提示された文章:
════════
ローマ史の専門家である著者が、編集部からの「ローマはなぜ滅んだか」というテーマに対して回答した一冊です。専門家の立場から言えば、ローマ滅亡には多くの要因があり、そんなに簡単には答えられないのです。


ただ、現代と同じように異民族を取り込み拡大したローマにも、異民族を排斥する気分はあったのです。例えば、カルタゴとローマは対立しており、ローマでは反カルタゴをとなえれば愛国者として人気が出たのです。「カルタゴを滅ぼせ」というのが、ローマの右翼の合言葉だったのです。


ローマは周辺諸国に侵攻し、その地域をローマの属州としてローマに取り込みました。いわゆるグローバル化です。優秀な原住民は、軍人や政治家として抜擢、優遇されるのですが、その反動として有能な異民族への反発もおこります。これが異民族の排斥です。


興味深いのは、優秀な異民族(ゲルマン人)を排斥したときに、ローマが衰退したということです。著者は、優秀な異民族がローマから排斥されることによってローマが弱体化し、周辺勢力が相対的に力を持つようになったと仮説を述べています。


(ゲルマン人の)スティリコ処刑・・・ローマ人兵士がローマ在住の(ゲルマン人)同盟部隊の家族の殺戮の挙に出たのである・・ゲルマン人なるがゆえに排斥すれば、政府によい人材は集まらない・・・西(ローマ)にとって大きな損失を意味した(p209)
════════
抽出した記録:
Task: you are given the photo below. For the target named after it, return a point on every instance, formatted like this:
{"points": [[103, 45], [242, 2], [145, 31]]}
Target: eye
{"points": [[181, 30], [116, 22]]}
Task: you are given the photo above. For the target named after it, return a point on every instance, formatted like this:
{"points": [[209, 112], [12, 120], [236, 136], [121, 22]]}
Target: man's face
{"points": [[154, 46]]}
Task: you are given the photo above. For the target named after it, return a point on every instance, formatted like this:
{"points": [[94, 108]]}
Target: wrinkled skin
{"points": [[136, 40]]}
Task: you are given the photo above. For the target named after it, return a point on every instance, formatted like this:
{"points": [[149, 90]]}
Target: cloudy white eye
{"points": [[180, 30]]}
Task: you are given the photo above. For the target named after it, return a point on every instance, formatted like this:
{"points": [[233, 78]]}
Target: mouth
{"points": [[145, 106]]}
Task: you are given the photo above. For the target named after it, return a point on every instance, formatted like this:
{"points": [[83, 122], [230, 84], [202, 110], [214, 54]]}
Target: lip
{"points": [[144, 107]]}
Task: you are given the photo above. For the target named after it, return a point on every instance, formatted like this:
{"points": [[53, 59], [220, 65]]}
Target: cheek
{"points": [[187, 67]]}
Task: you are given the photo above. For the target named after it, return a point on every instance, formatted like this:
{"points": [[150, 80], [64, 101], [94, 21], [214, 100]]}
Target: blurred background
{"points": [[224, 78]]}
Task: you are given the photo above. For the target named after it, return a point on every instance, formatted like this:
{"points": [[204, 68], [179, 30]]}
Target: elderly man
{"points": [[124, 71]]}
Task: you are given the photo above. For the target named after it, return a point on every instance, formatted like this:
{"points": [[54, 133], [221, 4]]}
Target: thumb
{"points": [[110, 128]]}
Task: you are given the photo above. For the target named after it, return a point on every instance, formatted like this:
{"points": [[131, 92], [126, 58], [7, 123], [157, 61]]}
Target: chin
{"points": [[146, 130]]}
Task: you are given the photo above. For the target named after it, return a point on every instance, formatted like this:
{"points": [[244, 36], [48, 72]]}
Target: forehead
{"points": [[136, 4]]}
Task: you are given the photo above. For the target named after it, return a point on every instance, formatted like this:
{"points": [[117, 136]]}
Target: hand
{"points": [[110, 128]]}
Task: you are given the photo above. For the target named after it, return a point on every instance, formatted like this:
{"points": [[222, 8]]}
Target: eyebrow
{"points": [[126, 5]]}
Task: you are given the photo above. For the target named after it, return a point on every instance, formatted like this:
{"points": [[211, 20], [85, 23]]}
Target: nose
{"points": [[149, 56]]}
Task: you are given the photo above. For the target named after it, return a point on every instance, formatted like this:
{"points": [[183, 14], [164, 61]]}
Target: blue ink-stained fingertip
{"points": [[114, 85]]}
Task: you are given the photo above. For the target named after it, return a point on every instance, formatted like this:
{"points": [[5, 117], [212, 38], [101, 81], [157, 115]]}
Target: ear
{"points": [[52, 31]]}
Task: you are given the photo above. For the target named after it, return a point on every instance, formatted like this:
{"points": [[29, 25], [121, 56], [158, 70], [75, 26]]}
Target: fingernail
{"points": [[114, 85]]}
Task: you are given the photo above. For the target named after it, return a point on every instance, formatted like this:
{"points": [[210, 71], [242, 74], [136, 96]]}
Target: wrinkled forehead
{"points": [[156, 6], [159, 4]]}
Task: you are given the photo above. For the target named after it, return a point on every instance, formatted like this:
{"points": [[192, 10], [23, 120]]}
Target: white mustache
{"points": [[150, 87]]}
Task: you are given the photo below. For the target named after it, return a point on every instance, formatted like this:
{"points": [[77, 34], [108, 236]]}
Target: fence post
════════
ローマ滅亡を論じた本を紹介する文章の続きを、最後の文の後から書き継いでください。

解答:
ローマ帝国時代の主産業は農業

歴史の評価とは、状況証拠からの推測であり、難しいものだと感じました。異民族を排斥したから衰退したのか、衰退したから異民族を排斥したのか。状況が同じであれば、同じような結果が生まれるのか、人の考え方も技術も違うのだから結果は異なるのか。まだまだ歴史を学び続ける必要があるようです。


ローマ衰退の原因よりも、ローマの実態のほうが面白く読めました。例えば、ローマでは多数の奴隷を使ってぶどうやオリーブを栽培する奴隷制大農場や、大牧畜経営をイタリアで展開したということ。五、六世紀の時代にあって、農業と商工業の収益の比率が、20対1ほどであり、ローマ帝国時代の主産業は農業であり、大部分の市民は農民であったということ。都市の富裕層や有力者は地主で、地代から富を得ていたのです。


また、現在の日本の消費税は10%ですが、ローマの属州への課税の最大の収入源は、各州への農産物に対する十分の一税だったのです。この税金を騎士が徴収を請け負い、大きな権益となっていたという。普通のローマで暮らす人は、その日暮らしの貧農だったのです。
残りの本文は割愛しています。